### TRECHO FORNECIDO
════════════════════

Baixar versão em PDF Campinas, 30 de março de 2015 a 12 de abril de 2015 – ANO 2015 – Nº 621

Telescópio


Abuso hereditário ou
excesso de vigilância?

Crianças vítimas de abuso por parte dos pais têm mesmo mais chance de virem a abusar dos próprios filhos, ou isso é apenas mais um preconceito? Estudo realizado nos Estados Unidos, envolvendo pesquisas em registros do Judiciário americano e entrevistas com pais e filhos ao longo de três gerações, tentou responder a essa pergunta, mas acabou produzindo uma nova questão: será que o maior número de casos de abuso registrados entre filhos de antigas vítimas não é produto de um foco excessivo dos serviços sociais nessas famílias – em outras palavras, será que as crianças de famílias sem história de abuso não estão sendo negligenciadas?

O trabalho, publicado na revista Science, acompanhou não só o histórico de famílias de vítimas de abuso, mas também de um grupo de controle, sem registro prévio de ocorrências do tipo. Os autores determinaram que adultos que haviam sofrido abuso na infância tinham duas vezes mais chance de serem denunciados aos serviços sociais por abuso infantil, em comparação com adultos do grupo de controle – mas que entre os pais que admitiram, em entrevistas, abusar dos filhos, os com histórico de vitimização tinham duas vezes e meia mais chance de serem formalmente denunciados, em comparação aos do grupo de controle. Isso sugere, dizem os autores, um “viés de vigilância” em operação.

 

Mudança
de maré

O aquecimento global enfraqueceu a circulação das águas do Oceano Atlântico ao longo da década de 70 do último século, um efeito com possíveis impactos no clima e no nível dos mares. Houve alguma recuperação nos anos 90, mas o fenômeno deve voltar a se agravar caso o degelo na Groenlândia continue, diz artigo publicado no periódico Nature Climate Change.

════════════════════

Dados registrados

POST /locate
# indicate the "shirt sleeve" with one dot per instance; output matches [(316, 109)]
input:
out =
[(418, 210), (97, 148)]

════════════════════

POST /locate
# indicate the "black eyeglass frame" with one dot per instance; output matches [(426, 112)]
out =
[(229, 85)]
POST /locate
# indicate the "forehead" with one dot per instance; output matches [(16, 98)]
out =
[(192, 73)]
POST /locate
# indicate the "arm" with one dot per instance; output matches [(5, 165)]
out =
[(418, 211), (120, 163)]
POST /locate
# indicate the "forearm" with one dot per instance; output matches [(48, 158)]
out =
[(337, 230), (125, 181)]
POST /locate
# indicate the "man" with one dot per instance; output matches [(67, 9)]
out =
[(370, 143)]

════════════════════

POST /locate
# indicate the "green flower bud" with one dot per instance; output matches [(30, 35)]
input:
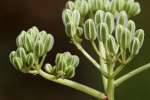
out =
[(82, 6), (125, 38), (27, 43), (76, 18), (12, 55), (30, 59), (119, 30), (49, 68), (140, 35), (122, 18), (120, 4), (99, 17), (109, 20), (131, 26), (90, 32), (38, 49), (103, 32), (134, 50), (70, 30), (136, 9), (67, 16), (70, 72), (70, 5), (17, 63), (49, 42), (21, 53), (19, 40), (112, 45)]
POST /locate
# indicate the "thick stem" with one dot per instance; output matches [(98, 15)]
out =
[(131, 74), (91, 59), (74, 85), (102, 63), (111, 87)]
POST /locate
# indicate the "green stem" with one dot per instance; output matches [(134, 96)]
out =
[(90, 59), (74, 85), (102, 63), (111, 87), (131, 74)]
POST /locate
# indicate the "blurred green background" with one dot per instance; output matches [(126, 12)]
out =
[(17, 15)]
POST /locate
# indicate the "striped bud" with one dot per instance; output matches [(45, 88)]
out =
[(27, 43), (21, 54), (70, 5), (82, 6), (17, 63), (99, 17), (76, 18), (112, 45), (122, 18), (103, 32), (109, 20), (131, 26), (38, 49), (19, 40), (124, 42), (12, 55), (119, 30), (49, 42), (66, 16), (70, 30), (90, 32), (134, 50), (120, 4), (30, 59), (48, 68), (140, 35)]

════════════════════

### O QUE SE PEDE
Dê continuidade ao texto de notas sobre estudos científicos, começando logo após a última frase apresentada.

### RESPOSTA ABAIXO
A chamada Circulação de Revolvimento Meridional (AMOC, na sigla em inglês) inclui a mais conhecida Corrente do Golfo, que leva água quente da costa dos EUA para o norte da Europa e é um importante regulador do clima no hemisfério norte. Os autores do estudo, vinculados a instituições americanas e europeias, calcularam que o enfraquecimento da AMOC desde 1975 foi um evento sem precedentes numa escala de, pelo menos, mil anos.

 

Comida por
combustível

Análise publicada na revista Science afirma que os principais modelos teóricos, usados pelos Estados Unidos e pela Europa, para avaliar a eficiência do etanol derivado de trigo e milho no combate às emissões de gases do efeito estufa pressupõem, ainda que de forma pouco clara, que a redução da emissão de carbono virá de uma redução no consumo desses alimentos por seres humanos e animais. O trabalho pede maior transparência na elaboração desse tipo de modelo.

“Sem creditar a redução no consumo de alimentos, nenhum dos modelos prevê emissões de gases causadores do efeito estufa menores para o etanol do que para a gasolina. Nesse sentido, as emissões menores do etanol dependem de reduções no consumo de alimentos”, escrevem os autores, que concluem: “Independentemente dos méritos de cada modelo, as políticas de biocombustível estão contando com redução no consumo de alimento para reivindicar benefícios nos gases do efeito estufa. Essas reduções advêm não de um imposto especial sobre o consumo excessivo, mas de aumentos globais de preços”.

 

Um dia
em Saturno

Planetas gigantes gasosos não têm superfícies sólidas marcadas por montanhas ou crateras, o que torna difícil estimar a duração de seus períodos de rotação – o tempo que o planeta leva para dar uma volta completa em torno do próprio eixo, e que na Terra corresponde ao dia de 24 horas.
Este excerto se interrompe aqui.